## Goal of the exercise
Quote every entry word for word.

==== Record extracts ====

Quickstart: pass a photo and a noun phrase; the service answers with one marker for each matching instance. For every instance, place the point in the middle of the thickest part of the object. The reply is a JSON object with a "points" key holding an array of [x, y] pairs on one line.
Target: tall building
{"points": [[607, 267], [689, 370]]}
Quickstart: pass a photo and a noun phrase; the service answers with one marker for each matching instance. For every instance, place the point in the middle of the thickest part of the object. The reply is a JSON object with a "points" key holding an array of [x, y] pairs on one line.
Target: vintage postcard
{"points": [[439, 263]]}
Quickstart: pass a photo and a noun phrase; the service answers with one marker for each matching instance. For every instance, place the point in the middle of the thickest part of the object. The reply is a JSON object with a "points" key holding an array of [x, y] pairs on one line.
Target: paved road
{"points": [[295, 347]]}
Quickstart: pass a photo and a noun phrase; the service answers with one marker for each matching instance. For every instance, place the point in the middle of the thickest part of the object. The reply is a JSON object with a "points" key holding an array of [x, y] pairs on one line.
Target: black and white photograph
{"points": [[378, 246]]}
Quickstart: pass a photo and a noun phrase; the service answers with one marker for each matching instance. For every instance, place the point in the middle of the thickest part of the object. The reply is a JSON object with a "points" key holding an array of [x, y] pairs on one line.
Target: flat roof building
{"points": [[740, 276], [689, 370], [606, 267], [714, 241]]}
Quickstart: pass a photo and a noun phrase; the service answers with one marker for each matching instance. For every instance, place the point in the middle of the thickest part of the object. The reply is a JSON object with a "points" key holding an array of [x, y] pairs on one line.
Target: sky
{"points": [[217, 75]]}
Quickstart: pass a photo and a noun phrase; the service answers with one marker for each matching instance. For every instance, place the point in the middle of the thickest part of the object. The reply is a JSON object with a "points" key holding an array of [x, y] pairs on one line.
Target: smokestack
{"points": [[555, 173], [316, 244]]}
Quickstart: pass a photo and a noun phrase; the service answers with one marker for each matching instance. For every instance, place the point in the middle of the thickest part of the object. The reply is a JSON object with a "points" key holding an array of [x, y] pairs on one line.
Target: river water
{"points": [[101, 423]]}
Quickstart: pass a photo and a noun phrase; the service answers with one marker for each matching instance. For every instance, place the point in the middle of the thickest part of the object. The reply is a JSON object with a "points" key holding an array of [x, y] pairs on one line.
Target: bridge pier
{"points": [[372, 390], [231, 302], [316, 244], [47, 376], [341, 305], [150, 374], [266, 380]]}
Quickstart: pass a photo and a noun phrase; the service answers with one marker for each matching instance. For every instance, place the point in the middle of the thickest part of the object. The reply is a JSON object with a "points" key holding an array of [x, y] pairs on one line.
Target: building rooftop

====

## Finished task
Quickstart: pass a photo and a noun phrase; the service answers with one marker for each matching instance. For every instance, place the point in the middle of the thickest part of the object. The reply is a JSON object with a "points" key holding an array of [x, y] pairs on one line.
Target: tall building
{"points": [[607, 267], [689, 370]]}
Quickstart: pass a photo and a noun phrase; the service answers with one marker for each matching instance. For every instance, place the point in the middle of the thickest part of the object. The reply is a JSON object with a "points" key holding an array of [x, y] pairs on one line.
Target: vintage postcard
{"points": [[439, 263]]}
Quickstart: pass a photo and a noun phrase; the service answers with one marker for each matching instance. For every instance, place the point in the middle of the thickest part of the object. The reply is a JSON object with a "points" key holding an array of [x, y] pairs on one line.
Target: paved road
{"points": [[295, 347]]}
Quickstart: pass a photo and a noun phrase; the service answers with one marker for each matching instance. For every instance, place the point in the middle of the thickest part of the object. The reply is a JSON object with a "points" key holding an array of [x, y] pairs on one line.
Target: black and white photograph
{"points": [[378, 246]]}
Quickstart: pass a photo and a noun phrase; the service answers with one marker for each matching instance. For every instance, place the point in the middle of the thickest part of the object. The reply is a JSON object with a "points" key holding an array of [x, y] pairs on one line.
Target: flat roof building
{"points": [[740, 276], [689, 370], [606, 267], [714, 241]]}
Quickstart: pass a photo and a noun phrase; the service answers with one marker for each matching instance. For every instance, place the point in the middle of the thickest part of the object. The reply is a JSON object with a "points" key holding an array of [x, y] pairs on one line.
Target: sky
{"points": [[217, 75]]}
Quickstart: pass a photo and a noun phrase; the service answers with one marker for each matching instance. For every instance, place the point in the middle of the thickest part of the object. The reply is a JSON object with a "points" key holding an array of [x, y] pairs on one line.
Target: smokestack
{"points": [[555, 173], [316, 244]]}
Quickstart: pass a photo and a noun phrase; the service answers with one marker for each matching instance. For every instance, place the point in the middle of the thickest part of the object. The reply is a JSON object with a "points" key holding an array of [x, y] pairs on one line.
Target: river water
{"points": [[101, 423]]}
Quickstart: pass a photo and a noun phrase; the service answers with one marker for each matching instance. For every instance, place the point in the middle of the thickest part of the object. The reply is a JSON object with a "points" key holding an array of [x, y] pairs on one line.
Target: bridge pier
{"points": [[372, 390], [231, 302], [316, 244], [47, 376], [341, 305], [150, 374], [266, 380]]}
Quickstart: pass a photo and a noun phrase; the service answers with one marker for each matching instance. For every instance, place the point in the middle of the thickest part of the object. The reply is a JSON object with a "points" key holding an array of [x, y] pairs on one line.
Target: building rooftop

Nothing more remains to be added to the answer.